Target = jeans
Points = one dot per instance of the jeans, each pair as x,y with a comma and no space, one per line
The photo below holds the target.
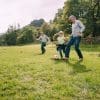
43,44
73,41
61,50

**Exercise description**
Go through the listing above and write it out again exactly, dropping the pictures.

**Written solution**
Target = jeans
Points = one dot per instance of the jeans, each pair as x,y with a comma and no space, one per line
The photo below holds the target.
43,44
73,41
61,50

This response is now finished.